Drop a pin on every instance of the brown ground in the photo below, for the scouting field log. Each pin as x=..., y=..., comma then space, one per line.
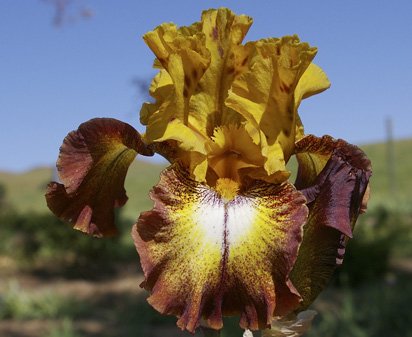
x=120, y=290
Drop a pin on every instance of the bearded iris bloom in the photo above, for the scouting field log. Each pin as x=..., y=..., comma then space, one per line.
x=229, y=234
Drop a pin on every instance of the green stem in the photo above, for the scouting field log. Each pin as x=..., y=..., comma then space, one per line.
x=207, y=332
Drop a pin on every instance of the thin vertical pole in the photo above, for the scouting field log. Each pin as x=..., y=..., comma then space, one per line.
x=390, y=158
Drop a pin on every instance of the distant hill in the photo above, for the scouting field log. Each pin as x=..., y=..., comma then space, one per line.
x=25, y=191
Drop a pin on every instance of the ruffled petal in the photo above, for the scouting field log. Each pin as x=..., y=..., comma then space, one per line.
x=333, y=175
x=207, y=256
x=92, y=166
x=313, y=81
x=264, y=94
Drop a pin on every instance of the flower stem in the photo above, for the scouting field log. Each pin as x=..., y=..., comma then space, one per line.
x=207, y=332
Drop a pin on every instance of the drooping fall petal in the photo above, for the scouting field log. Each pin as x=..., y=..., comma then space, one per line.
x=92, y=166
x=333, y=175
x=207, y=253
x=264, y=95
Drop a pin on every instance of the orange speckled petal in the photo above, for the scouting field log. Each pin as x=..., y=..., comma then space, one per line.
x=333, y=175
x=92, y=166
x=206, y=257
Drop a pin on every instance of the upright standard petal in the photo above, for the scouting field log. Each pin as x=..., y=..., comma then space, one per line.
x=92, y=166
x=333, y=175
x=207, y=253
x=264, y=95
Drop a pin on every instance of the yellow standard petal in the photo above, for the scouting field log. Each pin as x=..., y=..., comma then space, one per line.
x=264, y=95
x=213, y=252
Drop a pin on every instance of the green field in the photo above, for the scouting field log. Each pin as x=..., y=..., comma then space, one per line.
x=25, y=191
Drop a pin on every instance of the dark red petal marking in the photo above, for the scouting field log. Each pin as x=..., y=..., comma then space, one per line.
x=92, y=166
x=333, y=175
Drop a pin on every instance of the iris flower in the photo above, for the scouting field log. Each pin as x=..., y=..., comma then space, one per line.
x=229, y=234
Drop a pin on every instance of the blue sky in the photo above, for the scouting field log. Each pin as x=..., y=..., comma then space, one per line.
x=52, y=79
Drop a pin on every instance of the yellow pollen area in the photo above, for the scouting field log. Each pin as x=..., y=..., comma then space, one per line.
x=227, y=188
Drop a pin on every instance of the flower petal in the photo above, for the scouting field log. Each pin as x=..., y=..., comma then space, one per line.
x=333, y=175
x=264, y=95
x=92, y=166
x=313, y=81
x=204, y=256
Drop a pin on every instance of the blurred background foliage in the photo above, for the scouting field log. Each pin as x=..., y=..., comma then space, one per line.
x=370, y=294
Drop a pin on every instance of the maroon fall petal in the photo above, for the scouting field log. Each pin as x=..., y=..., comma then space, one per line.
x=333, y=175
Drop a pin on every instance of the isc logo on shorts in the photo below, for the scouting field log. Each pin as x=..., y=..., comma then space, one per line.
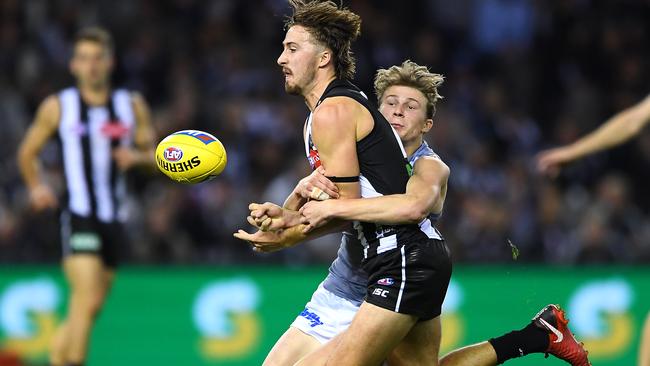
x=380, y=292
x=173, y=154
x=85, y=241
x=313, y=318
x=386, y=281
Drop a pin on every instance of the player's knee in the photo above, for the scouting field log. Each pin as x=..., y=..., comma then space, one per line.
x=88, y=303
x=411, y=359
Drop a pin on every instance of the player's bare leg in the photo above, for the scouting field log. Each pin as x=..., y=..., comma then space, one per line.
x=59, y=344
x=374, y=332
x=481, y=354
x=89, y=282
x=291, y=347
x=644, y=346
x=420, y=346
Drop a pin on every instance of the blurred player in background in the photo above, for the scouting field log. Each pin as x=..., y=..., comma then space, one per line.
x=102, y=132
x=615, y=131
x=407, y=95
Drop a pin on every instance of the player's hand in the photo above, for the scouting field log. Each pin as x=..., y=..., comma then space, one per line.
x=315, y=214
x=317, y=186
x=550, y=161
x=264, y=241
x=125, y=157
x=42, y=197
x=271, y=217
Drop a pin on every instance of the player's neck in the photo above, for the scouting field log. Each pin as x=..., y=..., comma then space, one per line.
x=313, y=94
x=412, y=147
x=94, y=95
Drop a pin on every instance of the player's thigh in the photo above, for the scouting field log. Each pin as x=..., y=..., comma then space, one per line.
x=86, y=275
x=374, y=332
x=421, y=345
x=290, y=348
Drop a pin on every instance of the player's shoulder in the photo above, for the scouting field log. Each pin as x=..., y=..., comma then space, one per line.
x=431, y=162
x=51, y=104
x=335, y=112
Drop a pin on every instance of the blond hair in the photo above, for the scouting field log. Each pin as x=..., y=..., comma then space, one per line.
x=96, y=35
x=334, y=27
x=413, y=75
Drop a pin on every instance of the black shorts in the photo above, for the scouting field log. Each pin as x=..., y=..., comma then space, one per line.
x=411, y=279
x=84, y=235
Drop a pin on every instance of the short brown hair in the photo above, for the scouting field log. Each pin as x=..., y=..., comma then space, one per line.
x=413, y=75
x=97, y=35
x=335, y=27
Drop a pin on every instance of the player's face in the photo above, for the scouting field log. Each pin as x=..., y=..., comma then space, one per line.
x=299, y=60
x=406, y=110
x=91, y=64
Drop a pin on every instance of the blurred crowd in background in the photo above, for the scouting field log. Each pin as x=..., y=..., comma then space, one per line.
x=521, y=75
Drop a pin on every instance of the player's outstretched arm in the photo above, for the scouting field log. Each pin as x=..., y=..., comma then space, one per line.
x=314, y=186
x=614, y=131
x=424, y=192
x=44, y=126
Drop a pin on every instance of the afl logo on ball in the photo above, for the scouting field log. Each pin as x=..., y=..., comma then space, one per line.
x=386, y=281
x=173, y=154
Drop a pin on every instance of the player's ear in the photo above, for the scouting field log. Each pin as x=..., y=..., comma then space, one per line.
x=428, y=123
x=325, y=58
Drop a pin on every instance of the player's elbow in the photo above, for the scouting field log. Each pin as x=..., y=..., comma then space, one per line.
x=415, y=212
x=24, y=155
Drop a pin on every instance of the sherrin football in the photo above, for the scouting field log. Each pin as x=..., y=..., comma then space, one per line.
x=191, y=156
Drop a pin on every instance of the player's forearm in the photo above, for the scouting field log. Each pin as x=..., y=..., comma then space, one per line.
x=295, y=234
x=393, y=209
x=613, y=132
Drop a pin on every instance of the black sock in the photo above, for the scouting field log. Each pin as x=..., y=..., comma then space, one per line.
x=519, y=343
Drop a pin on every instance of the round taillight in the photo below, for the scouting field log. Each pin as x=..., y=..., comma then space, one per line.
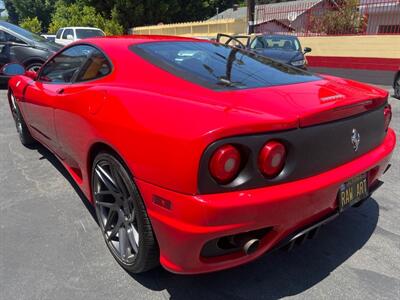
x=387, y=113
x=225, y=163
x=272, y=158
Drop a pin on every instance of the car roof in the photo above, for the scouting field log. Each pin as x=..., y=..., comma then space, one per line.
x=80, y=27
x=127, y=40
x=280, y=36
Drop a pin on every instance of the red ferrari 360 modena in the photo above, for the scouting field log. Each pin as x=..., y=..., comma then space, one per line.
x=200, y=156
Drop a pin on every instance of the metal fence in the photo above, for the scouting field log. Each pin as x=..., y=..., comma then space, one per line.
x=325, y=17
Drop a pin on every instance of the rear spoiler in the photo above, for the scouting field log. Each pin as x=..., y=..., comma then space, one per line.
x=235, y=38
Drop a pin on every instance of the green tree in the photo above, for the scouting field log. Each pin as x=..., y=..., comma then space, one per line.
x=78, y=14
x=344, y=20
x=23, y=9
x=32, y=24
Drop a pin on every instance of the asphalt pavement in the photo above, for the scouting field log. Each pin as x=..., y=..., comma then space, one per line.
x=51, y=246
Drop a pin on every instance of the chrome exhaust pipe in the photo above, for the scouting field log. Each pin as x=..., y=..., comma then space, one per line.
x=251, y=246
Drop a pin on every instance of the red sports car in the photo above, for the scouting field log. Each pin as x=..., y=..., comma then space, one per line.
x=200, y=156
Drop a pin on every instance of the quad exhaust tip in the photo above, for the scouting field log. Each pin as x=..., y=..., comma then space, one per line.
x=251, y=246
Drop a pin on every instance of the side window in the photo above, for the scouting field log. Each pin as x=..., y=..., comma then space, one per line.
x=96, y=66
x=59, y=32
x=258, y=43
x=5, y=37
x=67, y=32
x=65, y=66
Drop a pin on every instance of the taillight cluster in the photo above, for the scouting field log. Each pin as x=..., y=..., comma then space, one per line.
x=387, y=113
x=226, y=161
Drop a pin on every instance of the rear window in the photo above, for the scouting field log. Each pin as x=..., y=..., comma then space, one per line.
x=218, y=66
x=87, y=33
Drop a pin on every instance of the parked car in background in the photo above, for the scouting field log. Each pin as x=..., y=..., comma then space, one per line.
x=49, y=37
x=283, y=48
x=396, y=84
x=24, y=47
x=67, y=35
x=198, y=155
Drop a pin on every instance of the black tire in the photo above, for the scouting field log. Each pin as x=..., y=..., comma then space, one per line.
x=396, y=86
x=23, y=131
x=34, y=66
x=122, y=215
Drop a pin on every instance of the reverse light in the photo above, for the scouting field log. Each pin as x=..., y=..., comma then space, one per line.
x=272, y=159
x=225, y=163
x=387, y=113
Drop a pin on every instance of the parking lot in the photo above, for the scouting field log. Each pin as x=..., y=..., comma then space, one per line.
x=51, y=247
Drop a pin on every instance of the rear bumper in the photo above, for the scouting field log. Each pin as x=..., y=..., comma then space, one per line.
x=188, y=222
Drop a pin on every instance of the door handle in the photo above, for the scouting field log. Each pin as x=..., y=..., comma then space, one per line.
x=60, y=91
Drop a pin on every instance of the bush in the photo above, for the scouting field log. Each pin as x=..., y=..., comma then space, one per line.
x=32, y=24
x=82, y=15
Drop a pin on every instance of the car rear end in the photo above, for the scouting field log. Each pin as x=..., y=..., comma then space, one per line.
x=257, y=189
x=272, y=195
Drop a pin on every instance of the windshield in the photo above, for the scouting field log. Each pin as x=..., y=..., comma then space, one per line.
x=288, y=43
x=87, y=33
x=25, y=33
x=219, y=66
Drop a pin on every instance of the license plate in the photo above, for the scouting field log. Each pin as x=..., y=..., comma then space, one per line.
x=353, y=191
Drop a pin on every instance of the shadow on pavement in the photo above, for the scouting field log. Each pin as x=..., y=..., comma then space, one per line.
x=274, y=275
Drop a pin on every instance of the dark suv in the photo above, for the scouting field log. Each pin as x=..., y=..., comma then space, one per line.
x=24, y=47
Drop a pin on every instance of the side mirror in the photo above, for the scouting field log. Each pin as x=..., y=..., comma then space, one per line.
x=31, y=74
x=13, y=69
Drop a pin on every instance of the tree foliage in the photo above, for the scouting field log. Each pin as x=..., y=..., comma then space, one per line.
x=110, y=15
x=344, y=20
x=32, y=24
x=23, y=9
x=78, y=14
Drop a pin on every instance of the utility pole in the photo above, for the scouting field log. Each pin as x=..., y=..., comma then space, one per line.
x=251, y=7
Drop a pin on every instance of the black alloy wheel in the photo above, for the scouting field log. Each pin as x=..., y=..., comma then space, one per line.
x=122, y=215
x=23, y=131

──────────────────────────────

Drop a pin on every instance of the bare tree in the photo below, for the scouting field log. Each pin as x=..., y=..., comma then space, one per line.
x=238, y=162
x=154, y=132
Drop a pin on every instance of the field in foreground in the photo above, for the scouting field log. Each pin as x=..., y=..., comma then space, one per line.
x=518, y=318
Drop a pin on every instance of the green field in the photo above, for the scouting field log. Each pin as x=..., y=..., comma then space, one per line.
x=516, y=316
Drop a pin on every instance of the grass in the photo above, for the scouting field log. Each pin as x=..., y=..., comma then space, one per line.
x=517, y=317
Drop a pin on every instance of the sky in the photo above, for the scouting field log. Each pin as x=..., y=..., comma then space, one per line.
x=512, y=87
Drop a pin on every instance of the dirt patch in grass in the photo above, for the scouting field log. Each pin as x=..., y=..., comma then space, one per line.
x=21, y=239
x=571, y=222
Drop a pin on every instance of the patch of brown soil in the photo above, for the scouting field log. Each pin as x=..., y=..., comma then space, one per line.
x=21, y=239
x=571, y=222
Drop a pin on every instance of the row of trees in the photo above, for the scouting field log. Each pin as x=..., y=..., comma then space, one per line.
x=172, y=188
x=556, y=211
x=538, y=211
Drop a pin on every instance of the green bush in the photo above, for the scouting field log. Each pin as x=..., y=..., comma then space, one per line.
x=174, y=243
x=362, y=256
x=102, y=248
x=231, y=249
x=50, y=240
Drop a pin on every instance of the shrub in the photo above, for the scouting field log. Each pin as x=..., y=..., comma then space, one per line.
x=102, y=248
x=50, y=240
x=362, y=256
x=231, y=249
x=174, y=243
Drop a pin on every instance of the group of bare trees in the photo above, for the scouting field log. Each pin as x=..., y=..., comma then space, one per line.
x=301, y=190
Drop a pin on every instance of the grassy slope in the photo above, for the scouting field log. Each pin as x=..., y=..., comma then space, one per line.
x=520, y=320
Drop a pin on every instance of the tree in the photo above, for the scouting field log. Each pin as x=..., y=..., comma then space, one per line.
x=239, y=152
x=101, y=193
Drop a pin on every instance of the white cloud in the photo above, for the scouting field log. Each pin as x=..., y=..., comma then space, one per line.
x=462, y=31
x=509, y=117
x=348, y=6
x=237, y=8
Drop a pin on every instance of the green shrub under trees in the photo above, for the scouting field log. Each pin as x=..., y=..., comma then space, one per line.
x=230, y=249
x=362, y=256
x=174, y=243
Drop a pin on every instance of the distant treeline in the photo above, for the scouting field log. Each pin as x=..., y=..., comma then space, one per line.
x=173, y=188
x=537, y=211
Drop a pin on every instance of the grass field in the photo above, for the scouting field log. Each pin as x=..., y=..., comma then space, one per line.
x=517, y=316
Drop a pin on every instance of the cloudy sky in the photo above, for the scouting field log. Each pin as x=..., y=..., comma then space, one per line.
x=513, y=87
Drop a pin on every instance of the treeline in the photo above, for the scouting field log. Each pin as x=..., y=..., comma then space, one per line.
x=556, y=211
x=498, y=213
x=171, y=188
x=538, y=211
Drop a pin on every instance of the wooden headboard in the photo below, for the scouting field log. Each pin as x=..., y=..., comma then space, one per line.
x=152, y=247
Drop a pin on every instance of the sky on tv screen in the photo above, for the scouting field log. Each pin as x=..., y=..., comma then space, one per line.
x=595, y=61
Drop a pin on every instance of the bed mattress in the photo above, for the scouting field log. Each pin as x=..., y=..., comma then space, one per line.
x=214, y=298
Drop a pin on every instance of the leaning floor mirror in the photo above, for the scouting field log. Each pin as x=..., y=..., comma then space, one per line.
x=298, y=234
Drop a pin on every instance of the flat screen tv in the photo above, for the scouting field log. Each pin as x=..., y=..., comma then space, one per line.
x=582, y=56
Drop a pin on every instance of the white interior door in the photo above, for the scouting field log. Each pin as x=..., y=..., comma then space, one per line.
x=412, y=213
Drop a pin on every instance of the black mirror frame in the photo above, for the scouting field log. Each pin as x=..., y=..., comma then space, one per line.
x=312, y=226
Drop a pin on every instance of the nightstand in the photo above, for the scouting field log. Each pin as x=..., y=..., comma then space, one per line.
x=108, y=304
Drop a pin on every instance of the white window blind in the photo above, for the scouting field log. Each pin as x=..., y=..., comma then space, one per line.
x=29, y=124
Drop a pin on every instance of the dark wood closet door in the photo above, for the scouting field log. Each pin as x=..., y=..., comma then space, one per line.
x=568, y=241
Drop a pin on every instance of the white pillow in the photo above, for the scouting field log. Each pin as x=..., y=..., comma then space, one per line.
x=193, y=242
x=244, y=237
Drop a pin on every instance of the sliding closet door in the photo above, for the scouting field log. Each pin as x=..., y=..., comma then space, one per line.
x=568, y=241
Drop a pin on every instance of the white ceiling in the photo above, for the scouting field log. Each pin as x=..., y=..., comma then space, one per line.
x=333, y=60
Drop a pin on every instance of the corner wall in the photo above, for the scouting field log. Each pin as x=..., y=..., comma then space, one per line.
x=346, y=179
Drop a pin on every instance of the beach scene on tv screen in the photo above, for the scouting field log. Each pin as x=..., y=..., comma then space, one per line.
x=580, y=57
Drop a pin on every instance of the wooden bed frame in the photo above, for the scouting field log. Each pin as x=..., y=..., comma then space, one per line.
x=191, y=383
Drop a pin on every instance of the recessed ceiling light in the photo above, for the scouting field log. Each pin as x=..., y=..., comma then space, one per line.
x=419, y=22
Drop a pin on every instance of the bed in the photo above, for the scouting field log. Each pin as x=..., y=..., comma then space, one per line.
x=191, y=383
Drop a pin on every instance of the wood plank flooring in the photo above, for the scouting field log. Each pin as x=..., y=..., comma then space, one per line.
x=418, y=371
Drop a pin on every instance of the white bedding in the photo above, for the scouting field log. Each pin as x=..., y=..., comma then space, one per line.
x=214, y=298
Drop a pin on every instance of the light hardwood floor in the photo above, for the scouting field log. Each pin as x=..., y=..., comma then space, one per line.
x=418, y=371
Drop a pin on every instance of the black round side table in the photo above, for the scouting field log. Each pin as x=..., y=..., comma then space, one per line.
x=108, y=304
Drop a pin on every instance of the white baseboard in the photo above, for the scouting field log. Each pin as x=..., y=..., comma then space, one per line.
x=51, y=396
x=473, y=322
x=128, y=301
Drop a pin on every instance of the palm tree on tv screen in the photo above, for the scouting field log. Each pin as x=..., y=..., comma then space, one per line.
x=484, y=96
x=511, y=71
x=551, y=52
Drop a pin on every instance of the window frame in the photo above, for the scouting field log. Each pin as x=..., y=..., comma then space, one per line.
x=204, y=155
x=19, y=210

──────────────────────────────

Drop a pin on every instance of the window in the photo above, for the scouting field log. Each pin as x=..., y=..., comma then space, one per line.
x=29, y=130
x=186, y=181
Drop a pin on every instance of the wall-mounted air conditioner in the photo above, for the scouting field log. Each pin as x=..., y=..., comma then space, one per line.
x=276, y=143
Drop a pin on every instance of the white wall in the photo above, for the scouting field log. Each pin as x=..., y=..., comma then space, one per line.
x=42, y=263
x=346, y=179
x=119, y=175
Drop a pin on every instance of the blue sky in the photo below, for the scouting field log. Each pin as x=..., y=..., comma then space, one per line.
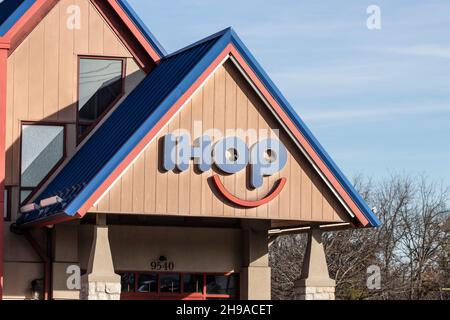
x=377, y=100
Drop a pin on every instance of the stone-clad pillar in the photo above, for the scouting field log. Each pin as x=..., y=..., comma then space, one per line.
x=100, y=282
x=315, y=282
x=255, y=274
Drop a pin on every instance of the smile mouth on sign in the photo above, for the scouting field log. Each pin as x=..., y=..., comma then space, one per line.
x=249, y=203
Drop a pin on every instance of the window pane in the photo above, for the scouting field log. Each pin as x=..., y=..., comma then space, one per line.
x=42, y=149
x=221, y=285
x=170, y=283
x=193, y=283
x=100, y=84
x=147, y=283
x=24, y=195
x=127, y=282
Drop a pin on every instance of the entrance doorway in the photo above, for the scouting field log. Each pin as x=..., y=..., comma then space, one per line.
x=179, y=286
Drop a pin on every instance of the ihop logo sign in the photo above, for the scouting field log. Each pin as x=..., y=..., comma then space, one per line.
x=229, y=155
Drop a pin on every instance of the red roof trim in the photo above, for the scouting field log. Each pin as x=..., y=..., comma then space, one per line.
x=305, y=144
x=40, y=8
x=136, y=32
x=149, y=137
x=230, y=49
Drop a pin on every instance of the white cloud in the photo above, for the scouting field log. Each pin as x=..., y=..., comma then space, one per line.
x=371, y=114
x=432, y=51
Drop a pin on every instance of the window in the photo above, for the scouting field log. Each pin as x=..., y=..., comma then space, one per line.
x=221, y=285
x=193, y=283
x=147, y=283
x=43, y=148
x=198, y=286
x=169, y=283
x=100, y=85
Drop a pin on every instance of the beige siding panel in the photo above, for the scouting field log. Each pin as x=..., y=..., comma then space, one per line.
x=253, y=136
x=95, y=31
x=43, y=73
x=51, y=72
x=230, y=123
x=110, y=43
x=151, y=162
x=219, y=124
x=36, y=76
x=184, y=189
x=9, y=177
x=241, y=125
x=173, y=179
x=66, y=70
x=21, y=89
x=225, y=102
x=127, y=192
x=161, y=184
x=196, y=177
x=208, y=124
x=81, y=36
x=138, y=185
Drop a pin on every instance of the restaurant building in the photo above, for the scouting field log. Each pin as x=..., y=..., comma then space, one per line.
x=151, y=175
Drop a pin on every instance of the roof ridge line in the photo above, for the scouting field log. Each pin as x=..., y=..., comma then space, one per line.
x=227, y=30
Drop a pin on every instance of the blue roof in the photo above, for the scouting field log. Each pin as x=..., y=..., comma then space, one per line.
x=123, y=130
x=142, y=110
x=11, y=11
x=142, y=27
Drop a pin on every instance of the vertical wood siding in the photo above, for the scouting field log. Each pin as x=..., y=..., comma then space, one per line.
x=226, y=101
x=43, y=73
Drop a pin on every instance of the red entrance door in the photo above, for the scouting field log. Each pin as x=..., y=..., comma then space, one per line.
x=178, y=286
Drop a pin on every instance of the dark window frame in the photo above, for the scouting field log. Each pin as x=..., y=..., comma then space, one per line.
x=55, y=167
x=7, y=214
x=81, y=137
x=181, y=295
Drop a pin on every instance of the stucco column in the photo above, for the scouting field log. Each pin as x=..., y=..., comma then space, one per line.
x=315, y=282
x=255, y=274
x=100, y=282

──────────────────────────────

_Goal of the exercise_
Please copy out the part of the data that opens with the line containing "Drop a pin on every instance of the brown" and closes with the line containing "x=390, y=158", both of those lines included and each reproduced word for word. Leave the pictures out of your answer.

_Output for this task_
Drop a pin on every instance of the brown ground in the photo below, for the scouting field log. Each pin as x=..., y=..., comma then space, one per line.
x=120, y=290
Drop a pin on every instance of the bearded iris bloom in the photo above, for the scouting field log. Each pin as x=..., y=..., comma then space, one per line.
x=229, y=234
Drop a pin on every instance of the green stem in the photo above, for the scouting field log. Each pin as x=..., y=..., comma then space, one per line.
x=207, y=332
Drop a pin on every instance of the thin vertical pole in the photo above, for the scouting field log. Each pin as x=..., y=..., comma then space, one per line.
x=390, y=158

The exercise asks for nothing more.